Data for review below:

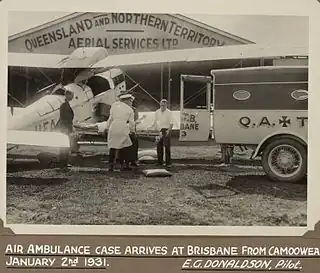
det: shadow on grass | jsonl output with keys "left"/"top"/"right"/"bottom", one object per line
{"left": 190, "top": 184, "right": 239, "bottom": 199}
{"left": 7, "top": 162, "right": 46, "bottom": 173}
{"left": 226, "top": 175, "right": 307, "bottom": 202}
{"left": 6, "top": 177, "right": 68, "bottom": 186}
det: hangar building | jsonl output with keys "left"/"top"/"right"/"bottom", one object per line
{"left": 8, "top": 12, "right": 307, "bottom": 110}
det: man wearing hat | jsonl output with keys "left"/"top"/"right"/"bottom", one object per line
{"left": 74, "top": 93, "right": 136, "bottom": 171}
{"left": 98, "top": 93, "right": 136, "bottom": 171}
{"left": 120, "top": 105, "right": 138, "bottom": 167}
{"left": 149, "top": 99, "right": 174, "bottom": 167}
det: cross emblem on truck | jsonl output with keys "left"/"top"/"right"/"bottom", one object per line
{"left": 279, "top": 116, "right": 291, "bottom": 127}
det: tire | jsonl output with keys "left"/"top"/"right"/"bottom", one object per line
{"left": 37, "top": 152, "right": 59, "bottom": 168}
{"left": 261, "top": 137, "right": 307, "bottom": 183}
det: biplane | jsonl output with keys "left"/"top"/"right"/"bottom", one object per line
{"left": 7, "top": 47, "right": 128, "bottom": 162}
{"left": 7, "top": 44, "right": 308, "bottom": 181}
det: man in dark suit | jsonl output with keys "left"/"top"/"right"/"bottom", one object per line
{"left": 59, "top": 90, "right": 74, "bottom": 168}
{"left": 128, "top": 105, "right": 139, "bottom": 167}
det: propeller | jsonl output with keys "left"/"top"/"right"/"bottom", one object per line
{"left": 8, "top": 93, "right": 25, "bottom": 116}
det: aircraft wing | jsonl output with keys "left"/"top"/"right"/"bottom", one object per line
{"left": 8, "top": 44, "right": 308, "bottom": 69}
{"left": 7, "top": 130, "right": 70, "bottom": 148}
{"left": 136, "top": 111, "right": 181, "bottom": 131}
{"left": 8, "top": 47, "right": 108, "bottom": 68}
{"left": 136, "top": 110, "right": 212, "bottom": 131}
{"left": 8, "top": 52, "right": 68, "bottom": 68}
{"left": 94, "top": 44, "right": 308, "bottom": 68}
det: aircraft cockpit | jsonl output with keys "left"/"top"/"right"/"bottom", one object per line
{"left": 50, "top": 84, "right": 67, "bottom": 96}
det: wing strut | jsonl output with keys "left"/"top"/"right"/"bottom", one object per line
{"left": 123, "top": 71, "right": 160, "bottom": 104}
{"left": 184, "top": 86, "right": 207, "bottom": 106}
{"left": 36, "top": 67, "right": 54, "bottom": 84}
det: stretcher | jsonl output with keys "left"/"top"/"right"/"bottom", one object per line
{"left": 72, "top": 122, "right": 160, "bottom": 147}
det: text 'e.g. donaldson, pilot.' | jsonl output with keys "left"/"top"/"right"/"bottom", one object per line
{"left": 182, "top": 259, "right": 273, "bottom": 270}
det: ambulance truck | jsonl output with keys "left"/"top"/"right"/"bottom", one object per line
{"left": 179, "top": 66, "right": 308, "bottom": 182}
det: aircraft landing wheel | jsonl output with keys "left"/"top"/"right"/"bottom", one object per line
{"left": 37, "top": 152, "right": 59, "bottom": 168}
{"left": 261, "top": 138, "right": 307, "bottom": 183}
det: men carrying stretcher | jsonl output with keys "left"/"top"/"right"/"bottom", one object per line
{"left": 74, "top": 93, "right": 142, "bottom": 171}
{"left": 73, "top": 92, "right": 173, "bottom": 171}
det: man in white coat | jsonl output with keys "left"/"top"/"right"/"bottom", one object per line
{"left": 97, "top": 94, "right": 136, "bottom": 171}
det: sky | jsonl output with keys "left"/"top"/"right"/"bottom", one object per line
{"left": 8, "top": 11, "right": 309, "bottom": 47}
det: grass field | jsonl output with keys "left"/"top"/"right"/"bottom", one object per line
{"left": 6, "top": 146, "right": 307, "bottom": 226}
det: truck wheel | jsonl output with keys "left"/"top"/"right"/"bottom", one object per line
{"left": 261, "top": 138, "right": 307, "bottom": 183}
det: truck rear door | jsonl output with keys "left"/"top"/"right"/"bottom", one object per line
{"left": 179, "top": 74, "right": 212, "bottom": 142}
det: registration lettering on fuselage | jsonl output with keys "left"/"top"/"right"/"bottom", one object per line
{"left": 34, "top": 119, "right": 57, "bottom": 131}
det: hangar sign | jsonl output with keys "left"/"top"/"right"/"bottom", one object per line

End of Data for review.

• **Instructions to follow**:
In the copy, include every line of the records exactly and none of the images.

• **Answer section**:
det: shadow on grass | jsonl output with keys "left"/"top"/"right"/"bottom", one object per line
{"left": 190, "top": 184, "right": 239, "bottom": 199}
{"left": 7, "top": 162, "right": 46, "bottom": 173}
{"left": 226, "top": 175, "right": 307, "bottom": 202}
{"left": 6, "top": 177, "right": 68, "bottom": 186}
det: hangar building | jsonl output with keys "left"/"top"/"right"/"bottom", one object per line
{"left": 8, "top": 12, "right": 307, "bottom": 110}
det: man wearing hat | jsonl output with keys "left"/"top"/"right"/"bottom", one object per line
{"left": 74, "top": 93, "right": 136, "bottom": 171}
{"left": 98, "top": 93, "right": 136, "bottom": 171}
{"left": 120, "top": 105, "right": 138, "bottom": 167}
{"left": 149, "top": 99, "right": 174, "bottom": 167}
det: cross emblem on truck | jsonl output with keys "left"/"top"/"right"/"bottom", one object per line
{"left": 279, "top": 116, "right": 291, "bottom": 127}
det: tire | jsonl output with keys "left"/"top"/"right"/"bottom", one object per line
{"left": 37, "top": 152, "right": 59, "bottom": 168}
{"left": 261, "top": 137, "right": 307, "bottom": 183}
det: biplane | jsonl output with keys "left"/"top"/"right"/"bottom", one object per line
{"left": 7, "top": 47, "right": 128, "bottom": 162}
{"left": 7, "top": 44, "right": 308, "bottom": 181}
det: man in dark suit | jsonl output with keys "left"/"top"/"right"/"bottom", one object per line
{"left": 59, "top": 90, "right": 74, "bottom": 168}
{"left": 128, "top": 105, "right": 139, "bottom": 167}
det: propeller | jsonl output with keys "left"/"top"/"right"/"bottom", one object per line
{"left": 8, "top": 93, "right": 25, "bottom": 116}
det: aircraft wing | jsonl output with keys "left"/"top"/"right"/"bottom", one object per line
{"left": 8, "top": 44, "right": 308, "bottom": 69}
{"left": 7, "top": 130, "right": 70, "bottom": 148}
{"left": 136, "top": 111, "right": 181, "bottom": 131}
{"left": 8, "top": 47, "right": 108, "bottom": 68}
{"left": 136, "top": 110, "right": 212, "bottom": 131}
{"left": 8, "top": 52, "right": 68, "bottom": 68}
{"left": 94, "top": 44, "right": 308, "bottom": 68}
det: aircraft cockpit | jsonl output with keys "left"/"top"/"right"/"bottom", one object per line
{"left": 50, "top": 84, "right": 67, "bottom": 96}
det: wing strut | jsonl output with keys "left"/"top"/"right"/"bottom", one object per line
{"left": 123, "top": 71, "right": 160, "bottom": 104}
{"left": 184, "top": 86, "right": 207, "bottom": 106}
{"left": 36, "top": 67, "right": 54, "bottom": 84}
det: stretcher | jsonl output with keys "left"/"top"/"right"/"bottom", one object per line
{"left": 72, "top": 122, "right": 160, "bottom": 147}
det: text 'e.g. donaldson, pilot.' | jsonl output with keys "left"/"top"/"right"/"bottom", one object per line
{"left": 182, "top": 259, "right": 273, "bottom": 270}
det: ambulance truck | jsonl output with keys "left"/"top"/"right"/"bottom", one object per line
{"left": 179, "top": 66, "right": 308, "bottom": 182}
det: aircraft landing wheel | jsonl output with keys "left"/"top"/"right"/"bottom", one object per line
{"left": 37, "top": 152, "right": 59, "bottom": 168}
{"left": 261, "top": 138, "right": 307, "bottom": 183}
det: men carrying stretcher | jsonl output with keys "left"/"top"/"right"/"bottom", one object per line
{"left": 74, "top": 93, "right": 142, "bottom": 171}
{"left": 73, "top": 92, "right": 173, "bottom": 171}
det: man in white coat | jsonl output with keys "left"/"top"/"right"/"bottom", one object per line
{"left": 97, "top": 94, "right": 136, "bottom": 171}
det: sky | jsonl output with keys "left"/"top"/"right"/"bottom", one object per line
{"left": 8, "top": 11, "right": 309, "bottom": 47}
det: grass field | jsonl output with keys "left"/"top"/"right"/"bottom", one object per line
{"left": 6, "top": 146, "right": 307, "bottom": 226}
det: truck wheel | jsonl output with keys "left"/"top"/"right"/"bottom", one object per line
{"left": 261, "top": 138, "right": 307, "bottom": 183}
det: truck rear door | jsonl output with keys "left"/"top"/"right"/"bottom", one object per line
{"left": 179, "top": 74, "right": 212, "bottom": 142}
det: registration lettering on fuselage | jsonl output with keys "left"/"top"/"right"/"bottom", one object per line
{"left": 34, "top": 119, "right": 57, "bottom": 131}
det: hangar sign | jsonl output with keys "left"/"top"/"right"/"bottom", one object per line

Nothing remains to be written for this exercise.